■ YOUR ASSIGNMENT: Nothing in the listing may change. Repeat all of it.

(EXTRACTED ENTRIES begins)

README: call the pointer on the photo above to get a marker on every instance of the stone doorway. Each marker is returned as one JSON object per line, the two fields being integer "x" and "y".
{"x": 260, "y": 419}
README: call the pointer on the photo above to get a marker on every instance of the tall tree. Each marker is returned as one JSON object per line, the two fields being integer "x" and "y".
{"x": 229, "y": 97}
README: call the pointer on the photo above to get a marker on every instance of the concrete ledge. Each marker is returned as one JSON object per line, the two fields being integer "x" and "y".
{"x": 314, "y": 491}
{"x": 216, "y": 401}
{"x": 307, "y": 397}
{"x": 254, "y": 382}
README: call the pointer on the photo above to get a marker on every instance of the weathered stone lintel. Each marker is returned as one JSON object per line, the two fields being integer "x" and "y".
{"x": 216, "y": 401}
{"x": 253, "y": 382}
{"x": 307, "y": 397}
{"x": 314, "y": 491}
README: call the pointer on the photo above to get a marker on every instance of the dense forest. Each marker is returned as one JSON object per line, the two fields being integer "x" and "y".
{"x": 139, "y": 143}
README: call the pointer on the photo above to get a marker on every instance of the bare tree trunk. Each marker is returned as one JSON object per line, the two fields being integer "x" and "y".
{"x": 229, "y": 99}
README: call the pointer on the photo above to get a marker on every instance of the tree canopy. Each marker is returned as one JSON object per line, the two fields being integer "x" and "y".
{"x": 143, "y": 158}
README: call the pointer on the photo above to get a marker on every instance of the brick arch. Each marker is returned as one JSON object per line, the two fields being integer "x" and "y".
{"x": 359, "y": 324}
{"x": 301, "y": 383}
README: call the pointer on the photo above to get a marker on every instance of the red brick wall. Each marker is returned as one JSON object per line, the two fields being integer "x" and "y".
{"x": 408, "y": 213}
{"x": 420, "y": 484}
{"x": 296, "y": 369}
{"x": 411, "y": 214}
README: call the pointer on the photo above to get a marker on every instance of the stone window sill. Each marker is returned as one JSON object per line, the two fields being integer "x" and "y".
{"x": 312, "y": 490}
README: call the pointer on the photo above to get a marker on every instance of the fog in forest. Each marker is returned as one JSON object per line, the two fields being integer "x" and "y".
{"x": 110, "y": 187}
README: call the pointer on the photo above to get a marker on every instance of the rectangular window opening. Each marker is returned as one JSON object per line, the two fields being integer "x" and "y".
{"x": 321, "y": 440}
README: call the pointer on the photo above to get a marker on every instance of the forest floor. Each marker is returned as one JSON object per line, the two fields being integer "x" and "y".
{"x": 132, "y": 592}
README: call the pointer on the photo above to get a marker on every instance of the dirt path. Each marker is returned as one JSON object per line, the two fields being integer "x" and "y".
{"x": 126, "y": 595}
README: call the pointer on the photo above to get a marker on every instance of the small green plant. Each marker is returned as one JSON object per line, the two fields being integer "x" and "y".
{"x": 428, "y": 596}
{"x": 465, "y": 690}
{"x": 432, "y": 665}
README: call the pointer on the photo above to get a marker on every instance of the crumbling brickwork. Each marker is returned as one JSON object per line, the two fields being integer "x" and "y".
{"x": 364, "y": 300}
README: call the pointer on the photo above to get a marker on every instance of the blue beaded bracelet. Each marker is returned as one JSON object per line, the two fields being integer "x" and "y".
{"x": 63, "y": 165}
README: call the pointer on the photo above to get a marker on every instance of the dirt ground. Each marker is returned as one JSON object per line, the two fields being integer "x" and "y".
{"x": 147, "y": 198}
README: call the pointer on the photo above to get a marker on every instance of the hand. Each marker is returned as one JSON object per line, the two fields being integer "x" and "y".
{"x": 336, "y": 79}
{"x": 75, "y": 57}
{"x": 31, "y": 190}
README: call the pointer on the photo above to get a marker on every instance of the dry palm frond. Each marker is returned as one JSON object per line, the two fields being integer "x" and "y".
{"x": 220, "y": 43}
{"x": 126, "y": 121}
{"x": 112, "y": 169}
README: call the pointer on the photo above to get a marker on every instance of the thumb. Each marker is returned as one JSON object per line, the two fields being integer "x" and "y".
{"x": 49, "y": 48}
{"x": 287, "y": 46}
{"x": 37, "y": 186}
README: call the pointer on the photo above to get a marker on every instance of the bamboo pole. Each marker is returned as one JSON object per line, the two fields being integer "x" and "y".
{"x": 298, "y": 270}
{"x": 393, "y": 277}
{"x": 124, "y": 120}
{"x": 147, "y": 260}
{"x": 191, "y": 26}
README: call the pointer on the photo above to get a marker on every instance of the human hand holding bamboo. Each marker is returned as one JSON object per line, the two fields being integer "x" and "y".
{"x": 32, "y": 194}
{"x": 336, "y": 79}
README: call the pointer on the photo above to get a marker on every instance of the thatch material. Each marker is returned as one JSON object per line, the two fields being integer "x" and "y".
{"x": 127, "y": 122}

(EXTRACTED ENTRIES ends)

■ WRITTEN ANSWER:
README: call the pointer on the photo above to get a marker on every instance of the stone doorway. Each marker is returned as one JSON object per line, the two fields being integer "x" and "y".
{"x": 260, "y": 419}
README: call the pointer on the photo above to get a marker on every instance of the tall tree. Each marker is returned as one JSON object per line, the two fields being integer "x" and "y".
{"x": 229, "y": 97}
README: call the pointer on the photo above to get a marker on every instance of the concrete ledge. Each marker is returned as one JSON object per line, the two fields being integer "x" and "y".
{"x": 314, "y": 491}
{"x": 216, "y": 401}
{"x": 307, "y": 397}
{"x": 254, "y": 382}
README: call the pointer on the photo above to get a marker on every instance of the weathered stone lintel. Each marker is returned as one JSON object per line, the two fields being integer "x" and "y".
{"x": 216, "y": 401}
{"x": 253, "y": 382}
{"x": 307, "y": 397}
{"x": 314, "y": 491}
README: call the pointer on the photo above to get a marker on every instance of the dense forest. Each marker is returned as one JSON object per line, the two fields being integer "x" and "y".
{"x": 139, "y": 143}
README: call the pointer on the photo above to get a marker on every instance of the bare tree trunk. Each marker is returned as one JSON object per line, the two fields being integer "x" and "y".
{"x": 229, "y": 99}
README: call the pointer on the photo above to get a marker on every instance of the tree canopy. Each marker is returned as one JSON object per line, the two fields being integer "x" and "y".
{"x": 143, "y": 158}
README: call the pointer on the photo above to get a marker on every instance of the brick arch. Each marker is returned as one JSON object per line, the two fields being integer "x" and "y".
{"x": 359, "y": 324}
{"x": 301, "y": 383}
README: call the pointer on the photo above to get a marker on every instance of the red brick wall. Each marker is returned as one JSON object per line, the two fields being integer "x" and "y".
{"x": 408, "y": 213}
{"x": 420, "y": 484}
{"x": 296, "y": 369}
{"x": 411, "y": 214}
README: call the pointer on the photo above to get a marker on every instance of the stone window sill. Each marker is returned as one JSON object per line, the two fields being integer "x" and "y".
{"x": 312, "y": 490}
README: call the pointer on the photo above to get a marker on every instance of the fog in forest. Each marker is returned as one JSON object per line, the two fields being integer "x" and "y".
{"x": 110, "y": 187}
README: call the pointer on the photo above to get a marker on every instance of the rectangular window opening. Each marker is returned as one JSON object per line, the two fields being integer "x" and "y".
{"x": 321, "y": 440}
README: call the pointer on the photo above to get a marker on every instance of the forest floor. Each marker is returned as one JSON object per line, the two fields being integer "x" and "y".
{"x": 132, "y": 592}
README: call the pointer on the photo above to get a marker on every instance of the dirt path. Each marker is returned as one JSON object per line, the two fields being integer "x" and "y".
{"x": 126, "y": 595}
README: call the pointer on the photo above to get a marker on every instance of the small green plant. Each marker is returned as one JSON object per line, the two fields being integer "x" and "y".
{"x": 428, "y": 596}
{"x": 465, "y": 690}
{"x": 432, "y": 665}
README: call the pointer on the photo above to get a marker on every instance of the crumbling brickwork. Each marker is returned as one JSON object per line, the two fields being integer "x" and "y".
{"x": 364, "y": 300}
README: call the pointer on the photo above to get a marker on every instance of the blue beaded bracelet. Each marker is returned as one JSON object per line, the two fields being integer "x" and "y".
{"x": 63, "y": 165}
README: call the pointer on the photo above to get a marker on every instance of the dirt ground. Each marker is returned as one JSON object per line, the two fields being integer "x" and "y".
{"x": 147, "y": 198}
README: call the pointer on the photo above to get a marker on every instance of the hand. Each marker is returned as one JSON object per line, the two fields being integer "x" and "y".
{"x": 336, "y": 79}
{"x": 75, "y": 57}
{"x": 31, "y": 190}
README: call the pointer on the photo above to get a marker on every instance of the dry palm frond. Each marker is returned as one JSON object per line, the two fields being integer "x" and "y".
{"x": 220, "y": 43}
{"x": 126, "y": 121}
{"x": 112, "y": 169}
README: call the pointer on the photo above to get a marker on every instance of the thumb. Each marker is returned as one JSON object per line, the two fields being integer "x" and "y".
{"x": 49, "y": 48}
{"x": 287, "y": 46}
{"x": 37, "y": 186}
README: call the pointer on the photo above to get a marker on every instance of the bamboo pole. Each marker is returned as one JSON object per line, the two fields being integer "x" and "y".
{"x": 298, "y": 270}
{"x": 393, "y": 277}
{"x": 124, "y": 120}
{"x": 147, "y": 260}
{"x": 191, "y": 26}
README: call the pointer on the photo above to get a marker on every instance of the human hand holding bamboo. Each marker is returned as one JSON object per line, the two fields being integer "x" and "y".
{"x": 32, "y": 194}
{"x": 336, "y": 79}
README: call the pointer on the photo above to get a marker on every instance of the thatch material. Each marker is returned as one JSON object per line, the two fields being integer "x" and "y".
{"x": 127, "y": 122}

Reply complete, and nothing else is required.